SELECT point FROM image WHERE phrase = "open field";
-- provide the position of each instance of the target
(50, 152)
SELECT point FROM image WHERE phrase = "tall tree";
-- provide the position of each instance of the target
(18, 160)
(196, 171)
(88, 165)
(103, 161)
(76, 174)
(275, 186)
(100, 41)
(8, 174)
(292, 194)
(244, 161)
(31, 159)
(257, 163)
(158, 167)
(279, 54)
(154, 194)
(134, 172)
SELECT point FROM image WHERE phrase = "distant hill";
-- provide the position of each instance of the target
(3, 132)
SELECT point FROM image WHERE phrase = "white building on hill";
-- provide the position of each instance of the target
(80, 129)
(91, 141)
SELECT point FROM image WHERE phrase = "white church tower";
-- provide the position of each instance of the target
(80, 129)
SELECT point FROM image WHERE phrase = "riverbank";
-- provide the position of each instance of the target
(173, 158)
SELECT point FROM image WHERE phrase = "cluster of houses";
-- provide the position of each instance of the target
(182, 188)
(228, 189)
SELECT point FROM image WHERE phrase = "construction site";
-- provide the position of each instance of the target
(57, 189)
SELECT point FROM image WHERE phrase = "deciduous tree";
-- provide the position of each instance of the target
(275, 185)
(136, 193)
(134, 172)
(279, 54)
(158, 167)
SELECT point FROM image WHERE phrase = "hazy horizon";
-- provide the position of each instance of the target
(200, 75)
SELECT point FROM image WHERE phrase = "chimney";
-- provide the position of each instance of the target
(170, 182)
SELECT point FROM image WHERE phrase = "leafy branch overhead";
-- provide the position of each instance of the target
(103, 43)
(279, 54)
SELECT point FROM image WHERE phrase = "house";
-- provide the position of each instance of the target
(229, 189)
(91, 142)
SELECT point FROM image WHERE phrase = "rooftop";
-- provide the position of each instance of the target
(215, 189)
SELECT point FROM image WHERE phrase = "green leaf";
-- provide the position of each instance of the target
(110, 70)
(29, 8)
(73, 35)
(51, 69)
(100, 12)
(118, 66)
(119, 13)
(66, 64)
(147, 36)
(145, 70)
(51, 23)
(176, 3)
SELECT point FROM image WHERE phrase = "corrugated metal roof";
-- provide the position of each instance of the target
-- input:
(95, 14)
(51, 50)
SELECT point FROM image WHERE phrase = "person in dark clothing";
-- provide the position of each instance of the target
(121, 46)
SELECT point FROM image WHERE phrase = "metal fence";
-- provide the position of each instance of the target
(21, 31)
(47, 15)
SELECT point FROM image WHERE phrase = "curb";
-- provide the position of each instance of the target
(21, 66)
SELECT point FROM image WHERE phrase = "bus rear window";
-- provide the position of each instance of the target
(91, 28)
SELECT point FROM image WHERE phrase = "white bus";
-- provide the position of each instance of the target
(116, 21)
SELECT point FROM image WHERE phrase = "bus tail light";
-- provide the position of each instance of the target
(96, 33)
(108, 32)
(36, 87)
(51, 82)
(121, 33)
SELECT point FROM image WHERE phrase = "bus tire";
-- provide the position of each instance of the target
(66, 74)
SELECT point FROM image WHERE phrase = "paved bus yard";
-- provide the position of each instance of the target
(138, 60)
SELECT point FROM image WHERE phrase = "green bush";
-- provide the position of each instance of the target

# Exercise details
Extract each line of the records above that contains the string "green", treating uppercase and lowercase letters as distinct.

# Task result
SELECT point FROM image WHERE phrase = "green leaf";
SELECT point FROM image WHERE phrase = "green bush";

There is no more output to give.